RAW RECORDS >>
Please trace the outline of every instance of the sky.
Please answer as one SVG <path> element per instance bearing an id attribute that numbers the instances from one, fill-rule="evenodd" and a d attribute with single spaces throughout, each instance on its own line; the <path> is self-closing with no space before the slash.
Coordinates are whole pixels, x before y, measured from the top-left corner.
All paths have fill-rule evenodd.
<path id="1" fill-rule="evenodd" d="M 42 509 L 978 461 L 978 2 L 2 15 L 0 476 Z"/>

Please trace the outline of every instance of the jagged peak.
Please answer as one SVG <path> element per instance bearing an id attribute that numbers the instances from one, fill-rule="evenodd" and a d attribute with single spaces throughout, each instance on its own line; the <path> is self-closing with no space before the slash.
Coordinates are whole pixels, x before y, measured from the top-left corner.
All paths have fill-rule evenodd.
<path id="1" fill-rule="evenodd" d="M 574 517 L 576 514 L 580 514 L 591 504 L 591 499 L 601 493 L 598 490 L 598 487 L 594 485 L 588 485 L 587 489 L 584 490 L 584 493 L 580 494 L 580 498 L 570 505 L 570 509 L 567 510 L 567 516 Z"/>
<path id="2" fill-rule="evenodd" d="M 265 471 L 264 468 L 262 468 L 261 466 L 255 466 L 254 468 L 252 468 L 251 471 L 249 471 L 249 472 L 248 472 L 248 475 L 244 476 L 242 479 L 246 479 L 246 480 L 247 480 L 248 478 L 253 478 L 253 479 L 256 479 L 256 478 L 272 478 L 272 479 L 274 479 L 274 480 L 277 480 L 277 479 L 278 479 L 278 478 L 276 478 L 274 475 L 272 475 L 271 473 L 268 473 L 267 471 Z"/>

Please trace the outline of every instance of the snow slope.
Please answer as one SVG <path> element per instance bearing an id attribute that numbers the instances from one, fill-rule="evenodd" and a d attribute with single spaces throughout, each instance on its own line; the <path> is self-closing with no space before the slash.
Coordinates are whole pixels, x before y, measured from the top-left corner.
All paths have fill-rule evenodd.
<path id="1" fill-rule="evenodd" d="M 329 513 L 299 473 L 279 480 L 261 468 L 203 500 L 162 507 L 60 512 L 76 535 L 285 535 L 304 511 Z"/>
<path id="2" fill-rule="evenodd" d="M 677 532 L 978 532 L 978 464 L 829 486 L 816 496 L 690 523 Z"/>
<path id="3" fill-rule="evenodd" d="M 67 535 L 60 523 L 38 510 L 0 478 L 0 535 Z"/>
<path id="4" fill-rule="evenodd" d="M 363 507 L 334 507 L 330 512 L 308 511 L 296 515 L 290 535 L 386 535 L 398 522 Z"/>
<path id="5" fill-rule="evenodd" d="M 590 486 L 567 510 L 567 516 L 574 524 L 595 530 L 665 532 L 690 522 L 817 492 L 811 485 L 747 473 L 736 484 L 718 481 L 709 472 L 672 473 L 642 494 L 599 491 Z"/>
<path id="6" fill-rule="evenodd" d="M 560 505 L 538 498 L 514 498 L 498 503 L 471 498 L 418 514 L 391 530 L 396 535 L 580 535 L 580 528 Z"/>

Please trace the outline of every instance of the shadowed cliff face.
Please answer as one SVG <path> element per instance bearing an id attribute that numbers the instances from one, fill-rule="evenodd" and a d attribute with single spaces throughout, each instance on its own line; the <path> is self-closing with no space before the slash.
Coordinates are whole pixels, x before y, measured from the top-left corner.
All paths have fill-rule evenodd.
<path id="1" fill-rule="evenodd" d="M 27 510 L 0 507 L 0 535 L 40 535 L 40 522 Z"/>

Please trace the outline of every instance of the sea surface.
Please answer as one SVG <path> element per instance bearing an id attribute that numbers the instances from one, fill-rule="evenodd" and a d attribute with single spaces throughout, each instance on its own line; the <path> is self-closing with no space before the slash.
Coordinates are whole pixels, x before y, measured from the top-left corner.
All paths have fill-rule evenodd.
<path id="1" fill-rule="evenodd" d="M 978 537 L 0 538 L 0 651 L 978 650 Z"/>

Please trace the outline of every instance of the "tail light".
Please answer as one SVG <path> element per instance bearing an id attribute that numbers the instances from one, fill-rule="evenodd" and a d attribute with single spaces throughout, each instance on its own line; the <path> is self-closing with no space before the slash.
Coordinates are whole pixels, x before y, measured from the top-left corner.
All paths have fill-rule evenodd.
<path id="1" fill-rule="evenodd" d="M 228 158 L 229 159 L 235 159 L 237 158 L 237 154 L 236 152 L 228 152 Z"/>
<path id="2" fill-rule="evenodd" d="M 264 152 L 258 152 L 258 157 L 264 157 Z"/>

TASK INSTRUCTIONS >> Recast the entries from the line containing "Please trace the outline of every instance of the sea" through the line containing "978 537 L 0", inclusive, as a two-column CSV with the header row input,output. Give one row per entry, with its text in the input field and its answer in the output field, each field quoted and every line break replaced by a space.

FULL RESPONSE >>
input,output
"Please trace the outline of every instance of the sea surface. Please answer as one SVG <path> element per instance bearing an id attribute that numbers the instances from one, fill-rule=""evenodd"" and a d attribute with single spaces throughout, each instance on its own line; the <path> is self-closing with no space before the slash. Coordinates are whole pixels, x before y, measured from the top-left corner. All paths have fill-rule evenodd.","<path id=""1"" fill-rule=""evenodd"" d=""M 978 537 L 0 538 L 0 651 L 978 650 Z""/>"